Ideias novas? Guedes trouxe a CPMF – tão nova que já foi aplicada, de 1997 a 2007, e não deu certo. Quanto à Reforma Administrativa, Bolsonaro guardou-a carinhosamente num arquivo. A promessa agora é do próprio Bolsonaro: enviará a reforma administrativa ao Congresso no dia 3, amanhã. Mas fez outra promessa, junto: “Que fique bem claro: não atingirá nenhum dos atuais servidores”. Depois que todos os atuais servidores se aposentarem, aí teremos uma administração mais eficiente. É só esperar.

Quem é quem

Os autores de Recordar é Viver são Aldacir Louro, Aluizio Marins e Adolfo Macedo. Quem decidiu desistir da luta pelas reformas foram alguns dos principais assessores de Guedes – que classificou as demissões de “debandada”. E quem disse claramente que as reformas não andam foi o próprio Guedes: “Eu, se pudesse, privatizava todas as estatais. Mas, para privatizar todas, tem de privatizar primeiro duas ou três. E nós não conseguimos privatizar duas ou três. É preocupante.”

As crises

A aprovação a Bolsonaro cresceu, as pesquisas mostram que, hoje, Sergio Moro seria seu único rival sério no segundo turno, mas o clima no Governo continua tumultuado. Há crises em andamento, em vários setores:

* O vice-presidente, general Hamilton Mourão, não concorda com a tese de que os militares que participam do Governo recebam mais do que o teto constitucional de salários, perto de R$ 40 mil mensais, juntando vencimentos das Forças Armadas e dos cargos que ocupam. “É uma questão ética e moral. Sou contra, no momento que estamos vivendo. Se a situação fosse normal, o país com recursos sobrando, tudo bem. Não é o que está acontecendo”. Mas é o que o Ministério da Defesa sustenta. Quer somar os salários, e pronto.

* O ministro do Meio Ambiente, Ricardo Salles, diante do corte de verbas, anunciou que seriam suspensos o combate ao desmatamento na Amazônia e aos incêndios no Pantanal. O Governo devolveu logo as verbas – mas dificilmente terá engolido o desafio. Não será surpresa se os militantes do Gabinete do Ódio começarem a divulgar ataques a Salles, como se já tivesse entrado no Governo para trair Bolsonaro. O general Mourão, responsável pela área amazônica, foi um dos que não gostaram da reação de Salles: acha que o ministro deveria ter conversado antes com ele, para que as verbas voltassem sem turbulência. Mas turbulência já houve – e agora?

Registros de dados salvos:
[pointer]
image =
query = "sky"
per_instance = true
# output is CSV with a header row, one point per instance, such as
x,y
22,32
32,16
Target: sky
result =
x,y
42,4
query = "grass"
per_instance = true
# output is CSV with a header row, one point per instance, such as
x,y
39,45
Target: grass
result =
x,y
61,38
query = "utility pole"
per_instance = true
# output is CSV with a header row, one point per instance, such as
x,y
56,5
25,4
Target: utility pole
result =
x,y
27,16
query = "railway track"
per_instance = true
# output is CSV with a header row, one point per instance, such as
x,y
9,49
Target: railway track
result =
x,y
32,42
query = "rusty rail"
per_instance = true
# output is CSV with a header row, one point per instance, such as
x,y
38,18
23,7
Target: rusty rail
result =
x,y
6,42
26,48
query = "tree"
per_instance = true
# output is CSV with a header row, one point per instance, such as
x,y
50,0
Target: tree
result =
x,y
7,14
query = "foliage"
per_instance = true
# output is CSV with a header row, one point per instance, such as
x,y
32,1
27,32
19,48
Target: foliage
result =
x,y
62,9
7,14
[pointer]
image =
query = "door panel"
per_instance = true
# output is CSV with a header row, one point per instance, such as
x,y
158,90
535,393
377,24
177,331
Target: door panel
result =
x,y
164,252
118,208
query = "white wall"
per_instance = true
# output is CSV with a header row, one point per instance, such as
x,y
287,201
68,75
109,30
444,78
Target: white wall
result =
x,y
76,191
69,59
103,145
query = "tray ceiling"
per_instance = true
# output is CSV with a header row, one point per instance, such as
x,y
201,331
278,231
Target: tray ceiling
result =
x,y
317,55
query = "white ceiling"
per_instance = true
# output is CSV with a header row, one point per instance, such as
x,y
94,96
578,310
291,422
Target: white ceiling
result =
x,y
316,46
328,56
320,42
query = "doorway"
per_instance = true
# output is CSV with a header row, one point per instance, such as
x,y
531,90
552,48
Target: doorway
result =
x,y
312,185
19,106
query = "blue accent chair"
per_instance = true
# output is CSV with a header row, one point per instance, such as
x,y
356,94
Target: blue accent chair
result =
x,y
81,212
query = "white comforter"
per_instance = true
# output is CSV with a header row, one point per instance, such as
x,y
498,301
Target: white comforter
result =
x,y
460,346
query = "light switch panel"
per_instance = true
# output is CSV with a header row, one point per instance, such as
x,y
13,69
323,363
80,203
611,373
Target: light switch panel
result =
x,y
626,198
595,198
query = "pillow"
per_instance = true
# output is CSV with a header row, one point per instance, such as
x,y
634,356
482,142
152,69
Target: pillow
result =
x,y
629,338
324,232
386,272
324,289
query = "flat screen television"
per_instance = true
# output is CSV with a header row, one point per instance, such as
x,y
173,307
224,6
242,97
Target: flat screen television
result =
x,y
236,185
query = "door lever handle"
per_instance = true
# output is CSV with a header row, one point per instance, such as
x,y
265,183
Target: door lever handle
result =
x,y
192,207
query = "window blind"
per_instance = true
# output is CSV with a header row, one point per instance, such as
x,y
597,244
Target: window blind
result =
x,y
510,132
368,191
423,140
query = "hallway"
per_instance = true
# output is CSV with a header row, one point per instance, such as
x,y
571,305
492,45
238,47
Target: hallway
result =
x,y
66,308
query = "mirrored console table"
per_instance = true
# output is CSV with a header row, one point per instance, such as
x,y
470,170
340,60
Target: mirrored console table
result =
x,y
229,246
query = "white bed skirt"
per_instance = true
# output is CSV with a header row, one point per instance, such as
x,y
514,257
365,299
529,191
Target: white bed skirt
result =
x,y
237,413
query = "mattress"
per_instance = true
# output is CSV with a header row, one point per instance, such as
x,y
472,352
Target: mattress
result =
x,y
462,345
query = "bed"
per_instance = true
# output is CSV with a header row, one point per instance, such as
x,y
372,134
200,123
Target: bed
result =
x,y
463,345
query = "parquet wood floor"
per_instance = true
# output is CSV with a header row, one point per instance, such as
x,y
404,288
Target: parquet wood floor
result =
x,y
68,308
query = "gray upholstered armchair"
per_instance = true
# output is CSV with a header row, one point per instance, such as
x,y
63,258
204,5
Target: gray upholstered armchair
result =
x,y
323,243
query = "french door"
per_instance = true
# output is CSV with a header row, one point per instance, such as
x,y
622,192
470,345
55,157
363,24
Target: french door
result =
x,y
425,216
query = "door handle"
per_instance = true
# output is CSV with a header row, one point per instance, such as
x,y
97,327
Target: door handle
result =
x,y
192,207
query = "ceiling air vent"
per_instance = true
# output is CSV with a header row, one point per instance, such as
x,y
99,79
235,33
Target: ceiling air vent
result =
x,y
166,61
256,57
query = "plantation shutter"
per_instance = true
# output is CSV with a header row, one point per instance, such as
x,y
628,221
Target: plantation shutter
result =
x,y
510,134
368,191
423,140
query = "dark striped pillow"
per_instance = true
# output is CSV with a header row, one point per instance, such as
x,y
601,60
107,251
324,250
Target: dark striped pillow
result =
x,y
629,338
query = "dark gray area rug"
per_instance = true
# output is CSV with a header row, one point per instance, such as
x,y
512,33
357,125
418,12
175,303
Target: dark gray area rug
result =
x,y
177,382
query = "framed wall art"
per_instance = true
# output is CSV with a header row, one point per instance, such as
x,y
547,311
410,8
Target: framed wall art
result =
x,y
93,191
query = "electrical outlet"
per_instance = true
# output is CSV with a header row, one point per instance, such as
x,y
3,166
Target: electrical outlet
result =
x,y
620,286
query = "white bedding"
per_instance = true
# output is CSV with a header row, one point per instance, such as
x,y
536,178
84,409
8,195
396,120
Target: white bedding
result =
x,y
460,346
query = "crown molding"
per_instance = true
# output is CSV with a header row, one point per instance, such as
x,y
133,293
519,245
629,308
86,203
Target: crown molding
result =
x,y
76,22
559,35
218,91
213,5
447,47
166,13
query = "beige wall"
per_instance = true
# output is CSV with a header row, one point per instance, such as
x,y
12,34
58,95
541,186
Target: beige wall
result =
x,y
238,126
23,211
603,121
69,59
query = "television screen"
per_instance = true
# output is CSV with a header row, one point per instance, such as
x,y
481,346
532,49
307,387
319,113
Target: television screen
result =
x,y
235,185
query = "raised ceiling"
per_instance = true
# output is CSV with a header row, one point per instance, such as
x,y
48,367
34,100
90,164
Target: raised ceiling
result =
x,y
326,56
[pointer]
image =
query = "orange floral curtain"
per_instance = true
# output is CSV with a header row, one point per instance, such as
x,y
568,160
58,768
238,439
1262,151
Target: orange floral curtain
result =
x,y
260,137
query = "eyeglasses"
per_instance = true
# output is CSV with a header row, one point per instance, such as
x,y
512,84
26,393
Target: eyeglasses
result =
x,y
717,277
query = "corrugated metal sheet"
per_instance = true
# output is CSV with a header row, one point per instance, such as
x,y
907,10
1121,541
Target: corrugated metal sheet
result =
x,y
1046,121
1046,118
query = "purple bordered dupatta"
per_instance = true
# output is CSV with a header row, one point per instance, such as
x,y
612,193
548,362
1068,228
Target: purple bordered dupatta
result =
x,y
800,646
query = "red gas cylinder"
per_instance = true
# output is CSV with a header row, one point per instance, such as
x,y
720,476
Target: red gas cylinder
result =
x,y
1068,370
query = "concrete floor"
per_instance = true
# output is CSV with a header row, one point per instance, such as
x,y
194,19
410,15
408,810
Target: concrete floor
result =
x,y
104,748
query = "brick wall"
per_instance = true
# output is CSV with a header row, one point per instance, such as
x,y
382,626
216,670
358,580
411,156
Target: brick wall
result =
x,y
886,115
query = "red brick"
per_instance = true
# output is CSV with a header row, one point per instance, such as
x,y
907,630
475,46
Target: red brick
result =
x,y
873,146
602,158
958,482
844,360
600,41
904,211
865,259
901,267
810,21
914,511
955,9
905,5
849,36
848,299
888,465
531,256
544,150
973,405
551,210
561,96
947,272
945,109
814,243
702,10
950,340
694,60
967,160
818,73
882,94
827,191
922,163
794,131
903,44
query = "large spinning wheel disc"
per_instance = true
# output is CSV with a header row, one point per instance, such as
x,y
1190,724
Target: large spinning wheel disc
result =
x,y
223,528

▸ **PERGUNTAS A RESPONDER**:
A) De acordo com o trecho sobre o governo Bolsonaro, em que período a CPMF já havia sido aplicada?
B) Escreva a continuação do trecho sobre o governo Bolsonaro, começando logo após a última frase.

▸ **RESPOSTAS**:
A) De 1997 a 2007.

B)
* O ministro da Infraestrutura, Tarcísio Gomes de Freitas, está jogando abertamente no time do desenvolvimento com investimentos estatais (tem apoio do ministro do Desenvolvimento Regional, Rogério Marinho). Paulo Guedes, liberal, é contra. Onde irão buscar os recursos para investir? Tarcísio e Marinho têm apoio do general Braga Netto e acham que o projeto é um novo Plano Marshall. Guedes não reage, quer ficar ministro. Mas não gosta. E sabe que o Plano Marshall funcionou porque os EUA investiram nele.

Boa notícia

As ações da Polícia Federal contra o PCC, Primeiro Comando da Capital, maior esquema do crime organizado no país, já localizaram R$ 500 milhões, que podem ser bloqueados, mais carros, mansões e empresas ligadas a eles. É o maior golpe já sofrido pelo grupo, e o primeiro a atingir diretamente os recursos financeiros e empresariais que turbinam suas atividades.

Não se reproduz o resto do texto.